Exercise directions: Every record is to be returned as written, with no omissions.

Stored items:
>>>>>
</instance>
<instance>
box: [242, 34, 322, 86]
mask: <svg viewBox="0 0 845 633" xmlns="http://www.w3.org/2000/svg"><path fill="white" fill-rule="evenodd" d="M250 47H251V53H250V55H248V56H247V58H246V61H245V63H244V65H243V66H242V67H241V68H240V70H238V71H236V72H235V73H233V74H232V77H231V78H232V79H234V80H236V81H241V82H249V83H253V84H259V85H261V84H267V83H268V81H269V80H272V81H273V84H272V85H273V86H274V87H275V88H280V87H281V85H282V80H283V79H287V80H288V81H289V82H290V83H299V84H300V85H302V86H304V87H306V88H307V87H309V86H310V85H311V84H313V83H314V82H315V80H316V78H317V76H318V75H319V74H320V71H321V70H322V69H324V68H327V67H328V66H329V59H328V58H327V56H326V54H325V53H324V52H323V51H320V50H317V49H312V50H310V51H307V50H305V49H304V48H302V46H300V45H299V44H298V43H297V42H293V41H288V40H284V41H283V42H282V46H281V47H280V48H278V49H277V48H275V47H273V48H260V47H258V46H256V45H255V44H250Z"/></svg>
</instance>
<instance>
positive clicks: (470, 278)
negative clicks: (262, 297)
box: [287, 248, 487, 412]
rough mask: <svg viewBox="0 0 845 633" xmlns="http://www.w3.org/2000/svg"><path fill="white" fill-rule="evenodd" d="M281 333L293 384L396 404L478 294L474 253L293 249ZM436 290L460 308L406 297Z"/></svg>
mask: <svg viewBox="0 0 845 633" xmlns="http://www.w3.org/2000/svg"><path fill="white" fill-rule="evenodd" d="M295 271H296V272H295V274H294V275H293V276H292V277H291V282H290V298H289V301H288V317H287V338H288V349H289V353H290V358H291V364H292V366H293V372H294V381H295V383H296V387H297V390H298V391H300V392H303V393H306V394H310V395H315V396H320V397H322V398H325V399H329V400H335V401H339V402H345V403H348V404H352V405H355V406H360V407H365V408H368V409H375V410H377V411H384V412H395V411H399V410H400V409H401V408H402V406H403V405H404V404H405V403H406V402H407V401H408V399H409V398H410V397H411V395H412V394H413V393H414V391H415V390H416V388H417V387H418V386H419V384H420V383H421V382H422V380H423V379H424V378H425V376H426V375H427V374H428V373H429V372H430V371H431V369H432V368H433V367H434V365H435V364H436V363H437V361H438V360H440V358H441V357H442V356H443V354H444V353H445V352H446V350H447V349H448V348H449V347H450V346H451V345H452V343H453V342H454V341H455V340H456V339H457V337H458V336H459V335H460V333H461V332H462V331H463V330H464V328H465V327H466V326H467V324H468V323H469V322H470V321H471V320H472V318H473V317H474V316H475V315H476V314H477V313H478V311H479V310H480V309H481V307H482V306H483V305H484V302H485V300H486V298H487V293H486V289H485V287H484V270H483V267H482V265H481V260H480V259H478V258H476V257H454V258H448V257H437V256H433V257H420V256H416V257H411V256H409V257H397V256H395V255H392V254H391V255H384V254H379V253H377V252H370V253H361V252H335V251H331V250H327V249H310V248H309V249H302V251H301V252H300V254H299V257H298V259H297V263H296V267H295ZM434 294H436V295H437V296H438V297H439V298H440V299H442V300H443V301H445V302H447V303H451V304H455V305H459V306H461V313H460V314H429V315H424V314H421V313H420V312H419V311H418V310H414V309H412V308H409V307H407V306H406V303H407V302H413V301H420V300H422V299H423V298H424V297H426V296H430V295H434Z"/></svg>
<<<<<
Your solution:
</instance>
<instance>
box: [242, 34, 322, 86]
mask: <svg viewBox="0 0 845 633" xmlns="http://www.w3.org/2000/svg"><path fill="white" fill-rule="evenodd" d="M250 47H251V53H250V55H248V56H247V58H246V61H245V63H244V65H243V66H242V67H241V68H240V70H238V71H236V72H235V73H233V74H232V77H231V78H232V79H234V80H236V81H241V82H249V83H253V84H259V85H261V84H267V83H268V81H269V80H272V81H273V84H272V85H273V86H274V87H275V88H280V87H281V85H282V80H283V79H287V80H288V81H289V82H290V83H299V84H300V85H302V86H304V87H306V88H307V87H309V86H310V85H311V84H313V83H314V82H315V80H316V78H317V76H318V75H319V74H320V71H321V70H322V69H324V68H327V67H328V66H329V59H328V58H327V56H326V54H325V53H324V52H323V51H320V50H317V49H312V50H310V51H307V50H305V49H304V48H302V46H300V45H299V44H298V43H297V42H293V41H288V40H284V41H283V42H282V46H281V47H280V48H278V49H277V48H275V47H273V48H260V47H258V46H256V45H255V44H250Z"/></svg>
</instance>
<instance>
positive clicks: (470, 278)
negative clicks: (262, 297)
box: [287, 248, 487, 412]
rough mask: <svg viewBox="0 0 845 633" xmlns="http://www.w3.org/2000/svg"><path fill="white" fill-rule="evenodd" d="M281 333L293 384L396 404L478 294L474 253L293 249ZM436 290L460 308L406 297Z"/></svg>
mask: <svg viewBox="0 0 845 633" xmlns="http://www.w3.org/2000/svg"><path fill="white" fill-rule="evenodd" d="M295 271H296V272H295V274H294V275H293V276H292V277H291V282H290V298H289V301H288V317H287V338H288V349H289V353H290V358H291V364H292V366H293V372H294V381H295V383H296V387H297V390H298V391H300V392H303V393H306V394H310V395H315V396H320V397H322V398H325V399H329V400H335V401H339V402H345V403H348V404H352V405H355V406H360V407H365V408H368V409H375V410H377V411H384V412H395V411H399V410H400V409H401V408H402V406H403V405H404V404H405V403H406V402H407V401H408V399H409V398H410V397H411V395H412V394H413V393H414V391H415V390H416V388H417V387H418V386H419V384H420V383H421V382H422V380H423V379H424V378H425V376H426V375H427V374H428V373H429V372H430V371H431V369H432V368H433V367H434V365H435V364H436V363H437V361H438V360H440V358H441V357H442V356H443V354H444V353H445V352H446V350H447V349H448V348H449V347H450V346H451V345H452V343H453V342H454V341H455V340H456V339H457V337H458V336H459V335H460V333H461V332H462V331H463V330H464V328H465V327H466V326H467V324H468V323H469V322H470V321H471V320H472V318H473V317H474V316H475V315H476V314H477V313H478V311H479V310H480V309H481V307H482V306H483V305H484V302H485V300H486V298H487V293H486V289H485V287H484V270H483V267H482V265H481V260H480V259H478V258H476V257H454V258H448V257H437V256H433V257H420V256H416V257H411V256H409V257H397V256H395V255H392V254H391V255H384V254H379V253H377V252H370V253H361V252H335V251H331V250H327V249H310V248H309V249H302V251H301V252H300V254H299V257H298V259H297V263H296V267H295ZM434 294H436V295H437V296H438V297H439V298H440V299H442V300H443V301H445V302H447V303H451V304H455V305H459V306H461V313H460V314H429V315H424V314H421V313H420V312H419V311H418V310H414V309H412V308H409V307H407V306H406V303H407V302H413V301H420V300H422V299H423V298H424V297H426V296H430V295H434Z"/></svg>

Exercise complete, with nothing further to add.